> _Source document_
####################

Background TIL therapy is a promising approach to the treatment of advanced solid tumors, but efficacy is limited by T-cell exhaustion and terminal differentiation. In addition, recent studies highlight the detrimental effects of aging in T cells. Reprogramming T cells into induced pluripotent stem cells (iPSC) and then differentiating back to T-cell lineage has proven complex and time-consuming. In particular for TIL applications, rejuvenation via iPSCs requires each TCR in the final product to be derived from an individual iPSC clone. To overcome these barriers, we developed a novel technology called rejuvenation, which do not need full reprogramming to iPSCs. Rejuvenated TIL (TILRJ) retain polyclonality, and have reduced T-cell age and improved cellular function.
Methods TIL from melanoma and epithelial cancers (CRC and NSCLC) were used for this study. TILRJ were generated by the transient expression of transcription factors for one week in a process called ‘Partial Reprogramming’ and returned back to a T-cell lineage phenotype by a process called ‘Redirection’. Cytometric, metabolic and TCR repertoire phenotypes of TILRJ were analyzed. In vitro characteristics and anti-tumor properties were analyzed using several surrogate models including PBMC, TCR and CAR T- cell Rejuvenation. In vivo anti-tumor efficacy was evaluated using the NY-ESO-1 specific TCR in a xenograft NSG mouse model.

####################

> _Extracted entries_
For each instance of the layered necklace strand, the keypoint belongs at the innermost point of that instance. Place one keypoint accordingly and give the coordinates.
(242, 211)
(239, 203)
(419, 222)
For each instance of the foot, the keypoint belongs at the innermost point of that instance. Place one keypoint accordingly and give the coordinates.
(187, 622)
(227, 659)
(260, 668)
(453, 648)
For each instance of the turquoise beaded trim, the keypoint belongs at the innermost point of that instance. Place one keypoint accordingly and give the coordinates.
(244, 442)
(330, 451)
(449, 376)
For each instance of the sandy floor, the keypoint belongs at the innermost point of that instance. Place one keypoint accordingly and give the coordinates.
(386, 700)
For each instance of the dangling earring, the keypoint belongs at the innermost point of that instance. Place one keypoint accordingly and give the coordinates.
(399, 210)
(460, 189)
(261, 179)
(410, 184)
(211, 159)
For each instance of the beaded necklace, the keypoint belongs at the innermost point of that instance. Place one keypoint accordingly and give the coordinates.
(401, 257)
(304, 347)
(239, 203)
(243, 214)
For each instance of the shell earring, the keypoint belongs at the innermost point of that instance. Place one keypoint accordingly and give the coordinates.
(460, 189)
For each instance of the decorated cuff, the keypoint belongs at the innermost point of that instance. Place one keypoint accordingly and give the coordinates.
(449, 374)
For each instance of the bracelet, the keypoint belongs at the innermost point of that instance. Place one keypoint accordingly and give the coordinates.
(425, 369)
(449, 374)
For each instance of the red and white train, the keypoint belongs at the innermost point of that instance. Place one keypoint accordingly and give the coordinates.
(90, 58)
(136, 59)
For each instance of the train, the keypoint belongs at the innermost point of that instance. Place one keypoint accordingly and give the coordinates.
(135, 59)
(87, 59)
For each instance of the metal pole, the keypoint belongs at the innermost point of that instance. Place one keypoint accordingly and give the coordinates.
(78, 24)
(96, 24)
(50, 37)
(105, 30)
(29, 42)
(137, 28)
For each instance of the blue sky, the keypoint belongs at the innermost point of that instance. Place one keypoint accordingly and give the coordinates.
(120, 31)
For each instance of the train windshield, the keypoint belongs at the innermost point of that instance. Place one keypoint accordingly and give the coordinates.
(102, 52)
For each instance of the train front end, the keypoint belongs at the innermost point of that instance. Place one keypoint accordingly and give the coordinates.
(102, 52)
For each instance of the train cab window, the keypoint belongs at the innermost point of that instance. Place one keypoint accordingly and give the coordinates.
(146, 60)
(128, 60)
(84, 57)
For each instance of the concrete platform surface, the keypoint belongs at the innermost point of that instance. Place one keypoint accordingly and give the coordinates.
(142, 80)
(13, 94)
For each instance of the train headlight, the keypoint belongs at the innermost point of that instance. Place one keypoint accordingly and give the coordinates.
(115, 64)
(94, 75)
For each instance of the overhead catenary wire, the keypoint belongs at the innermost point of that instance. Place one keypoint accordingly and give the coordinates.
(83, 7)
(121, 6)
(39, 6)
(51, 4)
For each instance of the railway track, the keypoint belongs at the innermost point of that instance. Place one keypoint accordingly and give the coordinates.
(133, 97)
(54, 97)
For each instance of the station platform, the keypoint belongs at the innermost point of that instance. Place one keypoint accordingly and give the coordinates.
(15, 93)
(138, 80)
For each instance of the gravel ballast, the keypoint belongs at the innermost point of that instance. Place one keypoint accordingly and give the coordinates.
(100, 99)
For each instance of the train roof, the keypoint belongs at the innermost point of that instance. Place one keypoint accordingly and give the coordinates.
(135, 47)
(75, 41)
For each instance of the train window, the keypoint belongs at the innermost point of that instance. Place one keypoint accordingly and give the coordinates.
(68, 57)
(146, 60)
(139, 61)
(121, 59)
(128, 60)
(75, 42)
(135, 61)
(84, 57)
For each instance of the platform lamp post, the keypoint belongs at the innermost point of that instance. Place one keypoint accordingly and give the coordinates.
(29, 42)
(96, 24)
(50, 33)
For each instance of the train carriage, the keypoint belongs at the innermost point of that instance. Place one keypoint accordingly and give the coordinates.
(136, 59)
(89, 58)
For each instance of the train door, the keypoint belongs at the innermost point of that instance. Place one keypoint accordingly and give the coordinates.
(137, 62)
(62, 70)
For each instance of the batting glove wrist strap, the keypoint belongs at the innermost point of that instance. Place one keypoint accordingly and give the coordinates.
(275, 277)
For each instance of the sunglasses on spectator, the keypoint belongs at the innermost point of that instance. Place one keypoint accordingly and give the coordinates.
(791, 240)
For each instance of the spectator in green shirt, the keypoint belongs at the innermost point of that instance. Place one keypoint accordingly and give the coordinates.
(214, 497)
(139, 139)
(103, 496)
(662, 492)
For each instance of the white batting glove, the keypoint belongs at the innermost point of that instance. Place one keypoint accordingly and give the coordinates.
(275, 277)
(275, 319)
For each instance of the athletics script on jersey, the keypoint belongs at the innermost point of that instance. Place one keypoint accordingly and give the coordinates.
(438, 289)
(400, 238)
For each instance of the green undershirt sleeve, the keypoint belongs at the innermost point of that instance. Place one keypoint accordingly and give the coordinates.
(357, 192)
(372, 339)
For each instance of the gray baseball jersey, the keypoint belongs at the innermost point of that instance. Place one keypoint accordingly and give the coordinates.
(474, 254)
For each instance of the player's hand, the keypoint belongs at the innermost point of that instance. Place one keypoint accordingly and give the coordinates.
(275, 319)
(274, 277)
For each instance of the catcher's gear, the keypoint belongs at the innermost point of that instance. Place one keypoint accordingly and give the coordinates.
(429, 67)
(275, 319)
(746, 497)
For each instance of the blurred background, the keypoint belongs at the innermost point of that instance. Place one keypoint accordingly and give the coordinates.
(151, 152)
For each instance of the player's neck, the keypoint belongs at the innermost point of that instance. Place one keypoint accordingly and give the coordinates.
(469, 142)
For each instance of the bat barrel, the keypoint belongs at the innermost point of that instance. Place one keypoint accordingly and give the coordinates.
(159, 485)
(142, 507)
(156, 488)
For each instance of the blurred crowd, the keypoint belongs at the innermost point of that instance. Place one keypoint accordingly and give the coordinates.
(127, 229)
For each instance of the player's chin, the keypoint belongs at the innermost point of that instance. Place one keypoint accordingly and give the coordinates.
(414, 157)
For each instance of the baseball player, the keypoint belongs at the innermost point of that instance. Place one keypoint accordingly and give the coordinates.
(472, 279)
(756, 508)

####################

> _Required action 1_
According to the TIL rejuvenation abstract, why did the researchers develop a rejuvenation method that does not need full reprogramming to iPSCs? Answer in one to three sentences.
> _Required action 2_
Reproduce the passage of the TIL rejuvenation abstract between "Methods TIL from" and "NSG mouse model.", inclusive.
> _Required action 3_
Write what comes next in the TIL rejuvenation abstract, starting after its last sentence.

> _Answer box 1_
Reprogramming T cells into iPSCs and differentiating them back to the T-cell lineage is complex and time-consuming. For TIL applications, it also requires each TCR in the final product to come from an individual iPSC clone. The new rejuvenation technology was developed to overcome these barriers, and the rejuvenated TIL it produces keep their polyclonality.

> _Answer box 2_
Methods TIL from melanoma and epithelial cancers (CRC and NSCLC) were used for this study. TILRJ were generated by the transient expression of transcription factors for one week in a process called ‘Partial Reprogramming’ and returned back to a T-cell lineage phenotype by a process called ‘Redirection’. Cytometric, metabolic and TCR repertoire phenotypes of TILRJ were analyzed. In vitro characteristics and anti-tumor properties were analyzed using several surrogate models including PBMC, TCR and CAR T- cell Rejuvenation. In vivo anti-tumor efficacy was evaluated using the NY-ESO-1 specific TCR in a xenograft NSG mouse model.

> _Answer box 3_
Results Partially reprogrammed TIL showed an altered morphology resembling adherent stromal cells and down-regulated conventional T-cell markers including CD3, CD4, and CD8. After Redirection, T cells reacquired a conventional phenotype including morphology, surface markers and function, while decreasing epigenetic age (>7 years younger, N =3), higher proliferation capacity (M=630-fold, SEM=447, N=3), improved metabolic state, and increased expression of biomarkers associated with T-cell stemness, including CCR7 and CD62L. Both CD4 and CD8 TILRJ populations expanded while retaining a polyclonal TCR repertoire. These results were confirmed in several other surrogate models confirming the reliability of Rejuvenation technology. Finally, TCR-specific functionality was analyzed by NY-ESO-1 TCR and CD19 CAR transduced T cells. Rejuvenated T cells persisted and killed target cell lines longer (at least two times more) upon repeated encounter with target cells in vitro and showed improved anti-tumor effect and survival benefit (P < 0.05 by log-rank test) in vivo.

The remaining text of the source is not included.